[Aim of the task]
Please copy every line of the data, starting at its first line and ending at the line that contains "[235,145,600,246]", with both ends included and nothing outside that range. Scale each bounding-box coordinate in the answers by 2.5, round it to a whole number with halves going up, and leave all other text unchanged.

[Dataset entries]
..............................

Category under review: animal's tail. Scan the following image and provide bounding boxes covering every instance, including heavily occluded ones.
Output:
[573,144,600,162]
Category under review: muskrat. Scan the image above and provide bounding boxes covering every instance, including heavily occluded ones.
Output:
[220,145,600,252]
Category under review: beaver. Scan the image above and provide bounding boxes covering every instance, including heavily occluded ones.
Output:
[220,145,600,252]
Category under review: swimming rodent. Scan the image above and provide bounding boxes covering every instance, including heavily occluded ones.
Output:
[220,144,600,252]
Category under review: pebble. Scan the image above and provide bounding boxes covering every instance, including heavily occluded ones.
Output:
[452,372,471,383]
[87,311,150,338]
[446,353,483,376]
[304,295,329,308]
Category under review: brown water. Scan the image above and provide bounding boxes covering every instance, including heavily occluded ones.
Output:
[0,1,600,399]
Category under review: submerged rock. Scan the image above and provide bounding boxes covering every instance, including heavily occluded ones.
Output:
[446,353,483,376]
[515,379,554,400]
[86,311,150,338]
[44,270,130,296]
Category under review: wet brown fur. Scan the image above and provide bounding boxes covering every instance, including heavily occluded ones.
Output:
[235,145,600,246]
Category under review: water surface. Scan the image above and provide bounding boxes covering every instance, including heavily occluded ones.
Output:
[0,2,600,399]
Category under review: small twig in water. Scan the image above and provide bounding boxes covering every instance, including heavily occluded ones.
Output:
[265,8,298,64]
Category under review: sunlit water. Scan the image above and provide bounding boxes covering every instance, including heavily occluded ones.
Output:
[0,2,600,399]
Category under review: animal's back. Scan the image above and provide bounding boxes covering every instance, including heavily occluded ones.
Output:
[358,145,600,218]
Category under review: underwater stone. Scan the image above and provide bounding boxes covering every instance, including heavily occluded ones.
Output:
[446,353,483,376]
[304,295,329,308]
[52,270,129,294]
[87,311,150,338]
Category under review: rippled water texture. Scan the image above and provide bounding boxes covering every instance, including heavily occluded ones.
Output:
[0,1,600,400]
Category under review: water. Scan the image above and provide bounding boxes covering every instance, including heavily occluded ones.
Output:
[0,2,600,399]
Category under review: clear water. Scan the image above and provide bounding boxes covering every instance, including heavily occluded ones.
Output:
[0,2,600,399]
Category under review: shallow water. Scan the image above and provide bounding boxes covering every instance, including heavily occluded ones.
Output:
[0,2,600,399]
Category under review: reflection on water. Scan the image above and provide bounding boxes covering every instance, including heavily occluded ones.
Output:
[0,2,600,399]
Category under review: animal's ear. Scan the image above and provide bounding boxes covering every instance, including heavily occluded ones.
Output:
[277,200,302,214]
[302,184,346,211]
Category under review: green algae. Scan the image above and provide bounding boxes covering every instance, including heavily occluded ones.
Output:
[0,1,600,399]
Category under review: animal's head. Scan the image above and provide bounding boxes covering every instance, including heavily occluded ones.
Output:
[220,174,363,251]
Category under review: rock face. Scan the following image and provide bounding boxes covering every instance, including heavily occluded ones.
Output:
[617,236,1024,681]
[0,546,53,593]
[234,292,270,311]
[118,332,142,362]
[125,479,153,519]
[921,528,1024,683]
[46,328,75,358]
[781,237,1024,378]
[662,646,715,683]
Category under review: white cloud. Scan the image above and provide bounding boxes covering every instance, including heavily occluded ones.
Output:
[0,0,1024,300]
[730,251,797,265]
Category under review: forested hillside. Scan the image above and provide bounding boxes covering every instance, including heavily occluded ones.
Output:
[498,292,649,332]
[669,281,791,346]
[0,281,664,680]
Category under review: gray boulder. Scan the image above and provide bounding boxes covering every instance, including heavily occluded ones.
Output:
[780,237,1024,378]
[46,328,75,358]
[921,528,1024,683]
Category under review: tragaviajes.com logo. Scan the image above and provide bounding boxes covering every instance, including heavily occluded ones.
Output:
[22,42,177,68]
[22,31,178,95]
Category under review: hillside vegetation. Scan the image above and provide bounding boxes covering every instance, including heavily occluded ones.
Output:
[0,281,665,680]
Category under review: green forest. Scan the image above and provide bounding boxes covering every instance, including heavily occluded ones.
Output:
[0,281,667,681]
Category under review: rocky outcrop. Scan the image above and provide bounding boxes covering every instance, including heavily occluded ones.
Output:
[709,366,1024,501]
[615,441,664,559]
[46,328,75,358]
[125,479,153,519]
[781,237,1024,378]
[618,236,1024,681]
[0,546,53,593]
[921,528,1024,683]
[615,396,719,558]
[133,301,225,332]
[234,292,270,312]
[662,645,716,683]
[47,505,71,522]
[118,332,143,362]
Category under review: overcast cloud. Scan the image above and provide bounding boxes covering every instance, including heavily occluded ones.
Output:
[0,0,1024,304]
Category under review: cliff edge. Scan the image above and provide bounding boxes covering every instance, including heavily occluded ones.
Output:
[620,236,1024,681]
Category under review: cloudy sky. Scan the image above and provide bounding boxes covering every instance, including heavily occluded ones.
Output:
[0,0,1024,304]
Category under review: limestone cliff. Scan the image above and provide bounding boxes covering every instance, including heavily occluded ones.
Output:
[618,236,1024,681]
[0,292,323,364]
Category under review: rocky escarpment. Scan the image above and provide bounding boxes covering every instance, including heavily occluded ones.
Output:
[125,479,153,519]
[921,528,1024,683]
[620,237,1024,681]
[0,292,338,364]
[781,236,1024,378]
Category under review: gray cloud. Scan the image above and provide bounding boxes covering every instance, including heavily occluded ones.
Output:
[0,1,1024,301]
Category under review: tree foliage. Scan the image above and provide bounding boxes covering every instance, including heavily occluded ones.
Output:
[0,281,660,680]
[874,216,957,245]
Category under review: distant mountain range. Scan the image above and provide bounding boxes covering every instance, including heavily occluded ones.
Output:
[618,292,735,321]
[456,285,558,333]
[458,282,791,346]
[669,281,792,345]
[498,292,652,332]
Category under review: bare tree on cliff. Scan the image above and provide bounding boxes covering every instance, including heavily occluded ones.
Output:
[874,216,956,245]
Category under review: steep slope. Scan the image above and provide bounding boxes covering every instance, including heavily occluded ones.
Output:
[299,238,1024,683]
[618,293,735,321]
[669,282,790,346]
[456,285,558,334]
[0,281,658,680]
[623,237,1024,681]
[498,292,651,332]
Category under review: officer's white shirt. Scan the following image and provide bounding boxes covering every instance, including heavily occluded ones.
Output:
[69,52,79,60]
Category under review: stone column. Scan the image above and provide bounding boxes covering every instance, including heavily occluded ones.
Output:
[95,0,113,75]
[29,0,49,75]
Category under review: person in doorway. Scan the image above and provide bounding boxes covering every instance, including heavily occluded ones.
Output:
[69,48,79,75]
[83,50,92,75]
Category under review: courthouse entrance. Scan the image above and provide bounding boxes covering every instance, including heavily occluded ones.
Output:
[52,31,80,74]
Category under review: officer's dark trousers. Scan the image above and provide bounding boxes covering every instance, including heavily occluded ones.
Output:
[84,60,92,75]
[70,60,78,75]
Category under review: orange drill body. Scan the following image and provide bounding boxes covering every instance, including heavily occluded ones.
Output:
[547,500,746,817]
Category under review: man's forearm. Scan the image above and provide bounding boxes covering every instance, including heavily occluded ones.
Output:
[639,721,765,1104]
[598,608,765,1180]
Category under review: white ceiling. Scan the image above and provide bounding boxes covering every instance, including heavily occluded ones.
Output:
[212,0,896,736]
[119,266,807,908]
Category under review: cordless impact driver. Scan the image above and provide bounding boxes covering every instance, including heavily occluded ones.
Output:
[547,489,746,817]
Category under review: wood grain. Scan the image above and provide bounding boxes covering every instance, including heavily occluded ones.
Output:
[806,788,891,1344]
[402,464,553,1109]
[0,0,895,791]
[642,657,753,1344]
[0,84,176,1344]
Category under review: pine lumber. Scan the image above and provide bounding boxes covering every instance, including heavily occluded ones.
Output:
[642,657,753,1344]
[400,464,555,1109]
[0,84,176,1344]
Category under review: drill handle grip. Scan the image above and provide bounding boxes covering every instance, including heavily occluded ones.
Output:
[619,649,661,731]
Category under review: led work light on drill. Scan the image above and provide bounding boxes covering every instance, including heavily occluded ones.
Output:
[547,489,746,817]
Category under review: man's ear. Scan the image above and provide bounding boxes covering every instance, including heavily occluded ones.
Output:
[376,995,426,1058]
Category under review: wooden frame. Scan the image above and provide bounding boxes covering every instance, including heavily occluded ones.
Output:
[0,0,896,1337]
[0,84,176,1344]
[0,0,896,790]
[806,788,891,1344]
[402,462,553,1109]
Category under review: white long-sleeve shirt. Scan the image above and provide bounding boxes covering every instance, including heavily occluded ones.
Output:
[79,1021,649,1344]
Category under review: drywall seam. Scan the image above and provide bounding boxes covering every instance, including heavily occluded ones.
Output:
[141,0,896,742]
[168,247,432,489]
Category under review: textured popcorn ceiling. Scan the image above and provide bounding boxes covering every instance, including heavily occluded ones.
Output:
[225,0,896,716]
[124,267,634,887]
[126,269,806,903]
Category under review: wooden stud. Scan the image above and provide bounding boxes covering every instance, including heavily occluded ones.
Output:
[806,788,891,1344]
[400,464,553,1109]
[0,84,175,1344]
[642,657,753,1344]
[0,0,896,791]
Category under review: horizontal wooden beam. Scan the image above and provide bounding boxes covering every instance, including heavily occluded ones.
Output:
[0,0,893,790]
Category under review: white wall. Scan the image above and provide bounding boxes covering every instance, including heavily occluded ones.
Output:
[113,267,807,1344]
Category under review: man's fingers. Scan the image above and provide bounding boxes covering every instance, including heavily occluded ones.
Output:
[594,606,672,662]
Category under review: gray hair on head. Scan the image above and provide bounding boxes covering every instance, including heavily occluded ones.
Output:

..............................

[Output]
Category under review: animal's tail. Scan the following image and provide bounding boxes covering every instance, including heavily occluded ones.
Output:
[1433,360,1500,405]
Category under review: muskrat. Scan the image above and provide bounding boxes covering every instance, including heavily occluded ones.
Output:
[550,363,1500,630]
Category under review: beaver. Scan the image above and provide bounding boxes covering every instance, including heavily occluded ones.
Output:
[550,363,1500,630]
Category under review: swimming rodent. Scan the image above and provide bounding boxes covering every instance, including heavily occluded ones.
Output:
[550,360,1500,630]
Category under review: pebble. Scan the image above and provide bounding boxes covering every instance, including heavily occluded ones.
Output:
[1130,930,1178,958]
[218,778,375,845]
[1115,883,1208,940]
[760,738,823,770]
Category under review: brown water. Scan the image above and provide bounding boxes covering every instance, including heavily occluded ones.
Output:
[0,3,1500,998]
Category under review: submerged rock. Scan the image above and provide bounding boxes covering every instance, including heavily occluded ones.
Output:
[1115,883,1208,940]
[1288,948,1385,1000]
[215,778,375,845]
[110,675,325,740]
Category under review: wet brown fur. Scan the image above and provide bounding boxes covering every instance, including heavily occluded ones.
Output:
[588,363,1500,615]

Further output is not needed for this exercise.